▶ **TEXT**:
* * * * * * * * *
Referring to FIGS. 1 and 2, each cutter element C is constructed so
as to include a cutting wafer 43 formed of a layer of extremely
hard material, preferably a synthetic polycrystalline diamond
material that is attached to substrate or support member 42. Wafer
43 is also conventionally known as the "diamond table" of the
cutter element C. Polycrystalline cubic boron nitride (PCBN) may
also be employed in forming wafer 43. The support member 42 is a
generally cylindrical member comprised of a sintered tungsten
carbide material having a hardness and resistance to abrasion that
is selected so as to be greater than that of the matrix material or
steel of bit body 14. One end of each support member 42 is secured
within a pocket 40 by brazing or similar means. Wafer 43 is
attached to the opposite end of the support member 42 and forms the
cutting face 44 of the cutter element C. Such cutter elements C are
generally known as polycrystalline diamond compacts, or PDC's.
Methods of manufacturing PDC's and synthetic diamond for use in
such compacts have long been known. Examples of these methods are
described, for example, in U.S. Pat. Nos. 5,007,207, 4,972,637,
4,525,178, 4,036,937, 3,819,814 and 2,947,608, all of which are
incorporated herein by this reference. PDC's are commercially
available from a number of suppliers including, for example, Smith
Sii Megadiamond, Inc., General Electric Company, DeBeers Industrial
Diamond Division, or Dennis Tool Company.
Referring still to FIGS. 1 and 2, each cutter element C is mounted
within a pocket 40 which is formed in the bit face 24 on one of the
radially and longitudinally extending blades B.sub.1 -B.sub.4. The
cutter elements C are arranged in separate rows along the blades
B.sub.1 -B.sub.4 and are positioned along the bit face 24 in the
regions previously described as the central region or portion 25,
shoulder 26 and gage portion 27. The cutting faces 44 of the cutter
elements C are oriented in the direction of rotation 13 of the
drill bit 10 so that the cutting face 44 of each cutter element C
engages the earth formation as the bit 10 is rotated and forced
downwardly through the formation by the drill string.
* * * * * * * * *
(Stored data entries)
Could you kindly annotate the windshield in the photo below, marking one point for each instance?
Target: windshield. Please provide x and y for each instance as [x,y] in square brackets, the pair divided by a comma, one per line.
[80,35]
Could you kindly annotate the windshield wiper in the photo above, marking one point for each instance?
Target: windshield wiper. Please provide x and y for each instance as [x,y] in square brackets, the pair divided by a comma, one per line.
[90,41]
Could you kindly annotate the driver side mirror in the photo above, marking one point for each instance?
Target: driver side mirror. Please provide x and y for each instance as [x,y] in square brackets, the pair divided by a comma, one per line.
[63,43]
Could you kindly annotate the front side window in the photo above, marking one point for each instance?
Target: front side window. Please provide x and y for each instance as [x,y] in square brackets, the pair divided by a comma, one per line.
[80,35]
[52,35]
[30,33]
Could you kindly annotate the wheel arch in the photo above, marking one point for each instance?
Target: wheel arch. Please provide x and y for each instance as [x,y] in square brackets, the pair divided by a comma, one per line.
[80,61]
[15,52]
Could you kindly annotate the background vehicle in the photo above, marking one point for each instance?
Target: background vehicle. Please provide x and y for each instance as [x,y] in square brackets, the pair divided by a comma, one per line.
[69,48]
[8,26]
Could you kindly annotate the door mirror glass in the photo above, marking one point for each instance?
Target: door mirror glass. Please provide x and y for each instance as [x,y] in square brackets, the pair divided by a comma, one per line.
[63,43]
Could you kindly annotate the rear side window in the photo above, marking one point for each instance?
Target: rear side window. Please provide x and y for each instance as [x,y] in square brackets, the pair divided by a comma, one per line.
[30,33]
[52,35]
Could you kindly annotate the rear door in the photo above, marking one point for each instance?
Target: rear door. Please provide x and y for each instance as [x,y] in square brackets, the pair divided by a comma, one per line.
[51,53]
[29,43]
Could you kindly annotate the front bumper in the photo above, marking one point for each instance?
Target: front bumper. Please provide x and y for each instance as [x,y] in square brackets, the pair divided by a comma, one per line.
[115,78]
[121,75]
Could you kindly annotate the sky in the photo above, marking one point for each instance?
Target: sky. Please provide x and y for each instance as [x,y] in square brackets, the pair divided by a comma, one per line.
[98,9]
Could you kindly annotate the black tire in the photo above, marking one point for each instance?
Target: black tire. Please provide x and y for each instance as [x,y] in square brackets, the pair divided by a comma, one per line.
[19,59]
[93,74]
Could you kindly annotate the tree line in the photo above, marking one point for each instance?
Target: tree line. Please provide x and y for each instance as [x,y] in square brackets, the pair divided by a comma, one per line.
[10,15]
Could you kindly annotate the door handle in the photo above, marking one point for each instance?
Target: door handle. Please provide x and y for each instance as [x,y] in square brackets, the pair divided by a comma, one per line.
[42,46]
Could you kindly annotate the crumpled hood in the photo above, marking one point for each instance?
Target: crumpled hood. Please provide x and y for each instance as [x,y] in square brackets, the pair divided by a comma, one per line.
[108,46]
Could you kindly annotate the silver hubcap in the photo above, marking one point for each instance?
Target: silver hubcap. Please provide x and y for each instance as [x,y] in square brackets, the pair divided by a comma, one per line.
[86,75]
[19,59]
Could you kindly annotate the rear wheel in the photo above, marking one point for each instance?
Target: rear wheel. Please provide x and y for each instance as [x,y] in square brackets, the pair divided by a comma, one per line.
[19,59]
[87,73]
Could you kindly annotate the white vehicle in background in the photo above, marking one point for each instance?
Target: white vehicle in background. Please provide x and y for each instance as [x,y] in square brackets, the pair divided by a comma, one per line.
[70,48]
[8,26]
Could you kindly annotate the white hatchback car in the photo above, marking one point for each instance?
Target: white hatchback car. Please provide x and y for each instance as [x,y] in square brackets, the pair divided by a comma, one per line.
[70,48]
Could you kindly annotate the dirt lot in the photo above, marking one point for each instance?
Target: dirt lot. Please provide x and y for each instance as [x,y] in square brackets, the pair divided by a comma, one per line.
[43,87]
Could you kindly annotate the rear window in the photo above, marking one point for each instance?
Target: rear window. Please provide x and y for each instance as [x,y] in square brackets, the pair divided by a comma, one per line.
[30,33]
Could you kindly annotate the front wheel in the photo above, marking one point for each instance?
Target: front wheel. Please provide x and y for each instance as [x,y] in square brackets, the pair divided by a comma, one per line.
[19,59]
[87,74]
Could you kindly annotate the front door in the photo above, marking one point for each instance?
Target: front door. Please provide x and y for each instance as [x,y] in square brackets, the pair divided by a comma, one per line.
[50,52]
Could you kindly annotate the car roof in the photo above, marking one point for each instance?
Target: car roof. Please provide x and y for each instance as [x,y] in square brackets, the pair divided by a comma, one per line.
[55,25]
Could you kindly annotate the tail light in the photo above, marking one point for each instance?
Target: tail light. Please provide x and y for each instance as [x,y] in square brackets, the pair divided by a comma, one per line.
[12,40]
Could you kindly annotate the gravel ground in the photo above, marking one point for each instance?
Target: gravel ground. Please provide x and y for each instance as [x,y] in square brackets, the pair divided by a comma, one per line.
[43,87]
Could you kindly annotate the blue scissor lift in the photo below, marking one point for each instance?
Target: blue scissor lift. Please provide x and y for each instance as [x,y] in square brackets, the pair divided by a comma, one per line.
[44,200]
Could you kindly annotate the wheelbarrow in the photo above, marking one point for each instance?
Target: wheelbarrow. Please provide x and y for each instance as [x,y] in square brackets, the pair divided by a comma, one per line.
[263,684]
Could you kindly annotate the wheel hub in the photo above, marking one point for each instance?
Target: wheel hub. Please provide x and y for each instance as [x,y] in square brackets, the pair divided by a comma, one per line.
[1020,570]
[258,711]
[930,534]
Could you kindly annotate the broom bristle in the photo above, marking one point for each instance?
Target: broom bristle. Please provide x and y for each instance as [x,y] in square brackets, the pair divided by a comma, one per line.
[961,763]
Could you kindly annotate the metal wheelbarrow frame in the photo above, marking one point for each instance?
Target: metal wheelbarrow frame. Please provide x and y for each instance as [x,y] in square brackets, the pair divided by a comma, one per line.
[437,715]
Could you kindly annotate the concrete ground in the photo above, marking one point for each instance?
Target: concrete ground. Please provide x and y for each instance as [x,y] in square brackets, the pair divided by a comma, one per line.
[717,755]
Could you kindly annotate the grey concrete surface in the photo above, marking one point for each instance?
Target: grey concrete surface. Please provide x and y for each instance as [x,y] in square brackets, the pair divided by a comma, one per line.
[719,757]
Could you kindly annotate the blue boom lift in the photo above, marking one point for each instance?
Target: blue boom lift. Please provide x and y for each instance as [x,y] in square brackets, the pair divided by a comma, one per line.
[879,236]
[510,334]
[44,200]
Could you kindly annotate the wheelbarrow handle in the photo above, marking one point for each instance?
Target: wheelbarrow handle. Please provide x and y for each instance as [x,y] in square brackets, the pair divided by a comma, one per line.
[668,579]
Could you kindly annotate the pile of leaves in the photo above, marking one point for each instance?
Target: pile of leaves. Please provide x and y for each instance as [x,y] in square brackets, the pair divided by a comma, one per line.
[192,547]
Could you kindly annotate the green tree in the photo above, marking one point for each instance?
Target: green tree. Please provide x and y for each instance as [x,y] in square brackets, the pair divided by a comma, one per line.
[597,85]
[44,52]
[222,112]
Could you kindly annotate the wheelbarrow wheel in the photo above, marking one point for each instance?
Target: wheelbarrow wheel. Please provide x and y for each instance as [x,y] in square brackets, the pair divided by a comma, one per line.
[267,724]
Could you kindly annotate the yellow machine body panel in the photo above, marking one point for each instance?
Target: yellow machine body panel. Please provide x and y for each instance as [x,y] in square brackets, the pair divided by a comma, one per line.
* * * * * * * * *
▶ **EXERCISE OBJECTIVE**: Can you quote the drill bit passage above from "Referring still to" up to and including "the drill string."?

▶ **THE COMPLETED TASK**:
Referring still to FIGS. 1 and 2, each cutter element C is mounted
within a pocket 40 which is formed in the bit face 24 on one of the
radially and longitudinally extending blades B.sub.1 -B.sub.4. The
cutter elements C are arranged in separate rows along the blades
B.sub.1 -B.sub.4 and are positioned along the bit face 24 in the
regions previously described as the central region or portion 25,
shoulder 26 and gage portion 27. The cutting faces 44 of the cutter
elements C are oriented in the direction of rotation 13 of the
drill bit 10 so that the cutting face 44 of each cutter element C
engages the earth formation as the bit 10 is rotated and forced
downwardly through the formation by the drill string.